Requirement -> Quote every line of the records below word for word, but leave the pictures out.

[Data listing]

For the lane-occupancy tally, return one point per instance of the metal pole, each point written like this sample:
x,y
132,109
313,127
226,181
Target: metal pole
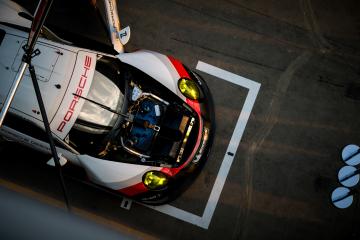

Result for this task ->
For the lane-occupancy tally, return one point per instance of the metal pole, each point written like this sample:
x,y
132,109
313,127
226,181
Target: metal pole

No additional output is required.